Whatever the records say, repeat them exactly as given.

= = = = = = =

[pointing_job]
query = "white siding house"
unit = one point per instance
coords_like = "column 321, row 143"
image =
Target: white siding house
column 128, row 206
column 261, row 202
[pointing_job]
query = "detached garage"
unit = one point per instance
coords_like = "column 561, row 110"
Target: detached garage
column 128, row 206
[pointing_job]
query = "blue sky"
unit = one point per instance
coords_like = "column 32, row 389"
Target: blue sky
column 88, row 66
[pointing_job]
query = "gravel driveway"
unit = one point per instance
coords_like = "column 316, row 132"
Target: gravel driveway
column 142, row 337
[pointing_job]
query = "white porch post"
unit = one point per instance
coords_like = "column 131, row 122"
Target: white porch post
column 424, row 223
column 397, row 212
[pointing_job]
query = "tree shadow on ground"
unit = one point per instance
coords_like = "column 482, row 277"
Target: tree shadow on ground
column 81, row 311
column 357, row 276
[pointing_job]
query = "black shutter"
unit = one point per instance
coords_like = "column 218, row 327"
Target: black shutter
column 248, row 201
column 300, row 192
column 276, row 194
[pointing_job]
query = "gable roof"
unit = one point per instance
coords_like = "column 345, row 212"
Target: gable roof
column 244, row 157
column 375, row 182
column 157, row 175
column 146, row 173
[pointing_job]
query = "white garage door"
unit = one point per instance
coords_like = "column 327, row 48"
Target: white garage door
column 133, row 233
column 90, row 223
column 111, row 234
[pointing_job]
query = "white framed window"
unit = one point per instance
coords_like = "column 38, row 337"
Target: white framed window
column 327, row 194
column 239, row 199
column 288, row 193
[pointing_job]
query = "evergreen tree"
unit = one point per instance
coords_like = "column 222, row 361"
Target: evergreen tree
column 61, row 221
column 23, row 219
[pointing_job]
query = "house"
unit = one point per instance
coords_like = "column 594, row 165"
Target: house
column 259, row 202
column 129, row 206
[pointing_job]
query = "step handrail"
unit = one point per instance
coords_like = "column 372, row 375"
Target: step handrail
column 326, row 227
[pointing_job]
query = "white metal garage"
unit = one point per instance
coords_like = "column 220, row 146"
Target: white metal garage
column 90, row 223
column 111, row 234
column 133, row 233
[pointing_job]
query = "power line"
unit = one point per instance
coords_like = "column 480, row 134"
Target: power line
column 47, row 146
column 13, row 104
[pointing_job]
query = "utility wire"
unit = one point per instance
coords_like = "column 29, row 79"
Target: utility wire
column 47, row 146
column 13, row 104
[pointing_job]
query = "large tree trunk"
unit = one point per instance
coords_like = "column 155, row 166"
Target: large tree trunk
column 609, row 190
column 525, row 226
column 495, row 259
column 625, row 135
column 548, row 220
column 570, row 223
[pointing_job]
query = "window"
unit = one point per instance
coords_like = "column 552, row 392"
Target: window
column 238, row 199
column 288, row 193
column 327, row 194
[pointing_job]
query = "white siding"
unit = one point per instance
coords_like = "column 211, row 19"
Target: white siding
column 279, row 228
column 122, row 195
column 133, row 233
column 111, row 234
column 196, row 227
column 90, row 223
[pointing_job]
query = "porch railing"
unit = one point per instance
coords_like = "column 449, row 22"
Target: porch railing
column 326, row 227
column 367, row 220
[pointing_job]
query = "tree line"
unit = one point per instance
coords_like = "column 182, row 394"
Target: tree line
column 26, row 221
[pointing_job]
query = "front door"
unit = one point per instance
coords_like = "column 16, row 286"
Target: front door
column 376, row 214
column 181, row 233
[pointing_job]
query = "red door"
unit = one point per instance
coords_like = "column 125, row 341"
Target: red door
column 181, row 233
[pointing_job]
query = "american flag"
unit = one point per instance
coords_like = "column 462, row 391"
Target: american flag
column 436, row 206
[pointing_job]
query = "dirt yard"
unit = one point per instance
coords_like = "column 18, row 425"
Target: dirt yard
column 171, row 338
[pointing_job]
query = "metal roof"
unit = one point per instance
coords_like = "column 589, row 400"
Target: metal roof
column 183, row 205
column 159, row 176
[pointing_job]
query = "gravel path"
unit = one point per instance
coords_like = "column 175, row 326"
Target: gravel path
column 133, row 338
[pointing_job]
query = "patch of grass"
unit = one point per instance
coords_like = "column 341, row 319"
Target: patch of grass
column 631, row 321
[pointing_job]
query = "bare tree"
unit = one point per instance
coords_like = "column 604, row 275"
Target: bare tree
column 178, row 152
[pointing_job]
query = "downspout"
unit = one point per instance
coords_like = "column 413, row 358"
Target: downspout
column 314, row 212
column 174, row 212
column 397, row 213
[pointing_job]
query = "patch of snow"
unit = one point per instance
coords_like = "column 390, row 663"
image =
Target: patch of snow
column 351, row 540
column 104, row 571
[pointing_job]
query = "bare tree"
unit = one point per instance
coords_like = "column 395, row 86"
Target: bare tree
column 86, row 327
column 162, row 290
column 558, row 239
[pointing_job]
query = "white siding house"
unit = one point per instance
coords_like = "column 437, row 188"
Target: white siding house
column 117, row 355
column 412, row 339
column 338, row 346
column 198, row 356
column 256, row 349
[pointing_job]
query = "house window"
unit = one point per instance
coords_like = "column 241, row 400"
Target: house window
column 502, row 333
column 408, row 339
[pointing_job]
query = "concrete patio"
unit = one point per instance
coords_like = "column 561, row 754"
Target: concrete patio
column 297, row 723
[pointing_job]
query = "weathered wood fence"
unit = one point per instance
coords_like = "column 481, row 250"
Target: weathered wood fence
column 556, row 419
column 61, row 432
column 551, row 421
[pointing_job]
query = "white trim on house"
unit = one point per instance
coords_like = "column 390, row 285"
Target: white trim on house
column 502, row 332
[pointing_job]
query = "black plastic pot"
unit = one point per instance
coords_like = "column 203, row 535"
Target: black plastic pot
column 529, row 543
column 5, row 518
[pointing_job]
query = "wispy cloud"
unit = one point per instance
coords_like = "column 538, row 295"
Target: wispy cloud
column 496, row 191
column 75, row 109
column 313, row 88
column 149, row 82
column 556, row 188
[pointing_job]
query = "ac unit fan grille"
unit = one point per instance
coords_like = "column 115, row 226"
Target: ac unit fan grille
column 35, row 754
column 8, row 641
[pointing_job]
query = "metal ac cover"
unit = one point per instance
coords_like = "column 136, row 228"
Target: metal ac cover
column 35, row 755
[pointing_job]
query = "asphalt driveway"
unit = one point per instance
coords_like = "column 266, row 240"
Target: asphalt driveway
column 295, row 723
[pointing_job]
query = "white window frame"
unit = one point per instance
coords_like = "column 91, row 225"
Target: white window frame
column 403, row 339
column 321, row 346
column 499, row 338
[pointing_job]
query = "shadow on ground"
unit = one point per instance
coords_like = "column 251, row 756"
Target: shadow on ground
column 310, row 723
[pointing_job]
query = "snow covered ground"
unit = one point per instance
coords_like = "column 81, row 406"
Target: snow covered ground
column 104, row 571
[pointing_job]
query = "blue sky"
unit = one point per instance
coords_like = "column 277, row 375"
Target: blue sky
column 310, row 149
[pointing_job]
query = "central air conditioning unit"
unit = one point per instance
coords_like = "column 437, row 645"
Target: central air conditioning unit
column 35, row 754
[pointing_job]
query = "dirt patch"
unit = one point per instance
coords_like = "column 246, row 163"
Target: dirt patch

= = = = = = =

* [Response area]:
[pointing_job]
query = "white siding house"
unit = one point per instance
coords_like = "column 321, row 143"
image =
Target: white siding house
column 128, row 206
column 261, row 202
[pointing_job]
query = "detached garage"
unit = one point per instance
coords_like = "column 561, row 110"
Target: detached garage
column 128, row 206
[pointing_job]
query = "blue sky"
unit = one point per instance
coords_like = "column 32, row 389"
Target: blue sky
column 88, row 66
[pointing_job]
query = "gravel driveway"
unit = one point per instance
coords_like = "column 316, row 132"
Target: gravel driveway
column 142, row 337
[pointing_job]
query = "white porch post"
unit = one point per instance
coords_like = "column 131, row 122"
Target: white porch post
column 424, row 223
column 397, row 212
[pointing_job]
query = "tree shadow on ground"
unit = one point per instance
coords_like = "column 482, row 277"
Target: tree shadow on ground
column 81, row 311
column 357, row 276
[pointing_job]
query = "black shutter"
unit = one point per instance
coords_like = "column 218, row 327"
Target: black shutter
column 248, row 201
column 300, row 192
column 276, row 194
[pointing_job]
query = "gable roof"
unit = one point per instance
coords_like = "column 345, row 212"
Target: gable roof
column 244, row 157
column 375, row 182
column 157, row 175
column 146, row 173
[pointing_job]
query = "white garage door"
unit = one point per instance
coords_like = "column 327, row 48"
Target: white garage door
column 133, row 233
column 90, row 223
column 111, row 234
[pointing_job]
query = "white framed window"
unit = one point per instance
coords_like = "column 38, row 337"
Target: white framed window
column 327, row 194
column 239, row 199
column 288, row 193
[pointing_job]
query = "evergreen tree"
unit = one point per instance
coords_like = "column 222, row 361"
Target: evergreen tree
column 61, row 221
column 23, row 219
[pointing_job]
query = "house"
unit = one point per instance
coords_like = "column 594, row 165"
Target: house
column 259, row 202
column 129, row 206
[pointing_job]
query = "step handrail"
unit = one point per instance
coords_like = "column 372, row 375"
Target: step handrail
column 326, row 227
[pointing_job]
query = "white metal garage"
unit = one point per instance
coords_like = "column 220, row 146"
Target: white metal garage
column 90, row 223
column 111, row 234
column 133, row 233
[pointing_job]
query = "power line"
unit = one point per instance
coords_like = "column 480, row 134"
Target: power line
column 47, row 146
column 13, row 104
[pointing_job]
query = "utility wire"
unit = one point per instance
coords_like = "column 29, row 79"
Target: utility wire
column 47, row 146
column 13, row 104
[pointing_job]
query = "large tree trunk"
unit = one point per instance
coords_like = "column 155, row 166"
Target: large tree trunk
column 609, row 190
column 525, row 226
column 495, row 259
column 625, row 135
column 548, row 220
column 570, row 223
[pointing_job]
query = "window"
unit = one point per instance
coords_like = "column 552, row 392"
Target: window
column 238, row 199
column 288, row 193
column 327, row 194
[pointing_job]
query = "white siding"
unit = one point per instance
coords_like = "column 211, row 19"
Target: white siding
column 279, row 228
column 122, row 195
column 133, row 233
column 111, row 234
column 196, row 227
column 90, row 223
[pointing_job]
query = "porch railing"
unit = one point per instance
coords_like = "column 449, row 22"
Target: porch railing
column 326, row 227
column 367, row 220
[pointing_job]
query = "tree line"
unit = one point per instance
coords_like = "column 182, row 394"
Target: tree line
column 26, row 221
[pointing_job]
query = "front door"
unit = one point per instance
coords_like = "column 16, row 286"
Target: front door
column 376, row 214
column 181, row 233
[pointing_job]
query = "red door"
unit = one point per instance
coords_like = "column 125, row 341"
Target: red door
column 181, row 233
[pointing_job]
query = "american flag"
unit = one point per instance
coords_like = "column 462, row 391"
Target: american flag
column 436, row 206
[pointing_job]
query = "dirt yard"
unit = one point per instance
coords_like = "column 18, row 425"
Target: dirt yard
column 171, row 338
[pointing_job]
query = "metal roof"
unit = one point per instance
coords_like = "column 589, row 400"
Target: metal roof
column 183, row 205
column 159, row 176
[pointing_job]
query = "gravel path"
unit = one point per instance
coords_like = "column 175, row 326"
Target: gravel path
column 133, row 338
[pointing_job]
query = "patch of grass"
unit = one point per instance
coords_like = "column 341, row 319"
Target: patch of grass
column 631, row 321
[pointing_job]
query = "bare tree"
unit = one point per instance
coords_like = "column 604, row 275"
Target: bare tree
column 178, row 152
[pointing_job]
query = "downspout"
unit = one point per instance
coords_like = "column 413, row 358"
Target: downspout
column 314, row 212
column 174, row 212
column 397, row 213
[pointing_job]
query = "patch of snow"
unit = one point per instance
coords_like = "column 390, row 663"
image =
Target: patch of snow
column 351, row 540
column 104, row 571
[pointing_job]
query = "bare tree"
unit = one point per instance
coords_like = "column 395, row 86"
Target: bare tree
column 86, row 327
column 162, row 290
column 558, row 239
[pointing_job]
query = "white siding house"
unit = one point per instance
coords_like = "column 437, row 188"
Target: white siding house
column 117, row 355
column 412, row 339
column 338, row 346
column 198, row 356
column 256, row 349
[pointing_job]
query = "house window"
unit = one point per instance
coords_like = "column 241, row 400"
Target: house window
column 502, row 333
column 408, row 339
[pointing_job]
query = "concrete patio"
unit = one point per instance
coords_like = "column 561, row 754"
Target: concrete patio
column 297, row 723
[pointing_job]
query = "weathered wood fence"
unit = one point per instance
coords_like = "column 481, row 250"
Target: weathered wood fence
column 556, row 419
column 61, row 432
column 551, row 421
[pointing_job]
query = "white trim on house"
unit = one point per instance
coords_like = "column 390, row 285"
Target: white trim on house
column 502, row 332
[pointing_job]
query = "black plastic pot"
unit = one point per instance
coords_like = "column 203, row 535"
Target: black plastic pot
column 529, row 543
column 5, row 518
[pointing_job]
query = "wispy cloud"
unit = one point per instance
coords_like = "column 538, row 295"
Target: wispy cloud
column 496, row 191
column 75, row 109
column 313, row 88
column 149, row 82
column 556, row 188
[pointing_job]
query = "ac unit fan grille"
unit = one point per instance
coords_like = "column 115, row 226"
Target: ac unit fan grille
column 35, row 754
column 8, row 641
[pointing_job]
query = "metal ac cover"
unit = one point per instance
coords_like = "column 136, row 228"
Target: metal ac cover
column 35, row 755
[pointing_job]
query = "asphalt driveway"
unit = one point per instance
coords_like = "column 266, row 240"
Target: asphalt driveway
column 295, row 723
[pointing_job]
query = "white window frame"
unit = one point per instance
coords_like = "column 91, row 225"
Target: white window frame
column 403, row 339
column 321, row 346
column 499, row 338
[pointing_job]
query = "shadow on ground"
unit = one point per instance
coords_like = "column 251, row 756"
Target: shadow on ground
column 310, row 723
[pointing_job]
query = "snow covered ground"
unit = one point per instance
coords_like = "column 81, row 406"
Target: snow covered ground
column 104, row 571
[pointing_job]
query = "blue sky"
unit = one point per instance
coords_like = "column 277, row 375"
Target: blue sky
column 310, row 149
[pointing_job]
query = "central air conditioning unit"
unit = one point per instance
coords_like = "column 437, row 645"
Target: central air conditioning unit
column 35, row 754
[pointing_job]
query = "dirt patch"
unit = one point per instance
coords_like = "column 246, row 163"
Target: dirt patch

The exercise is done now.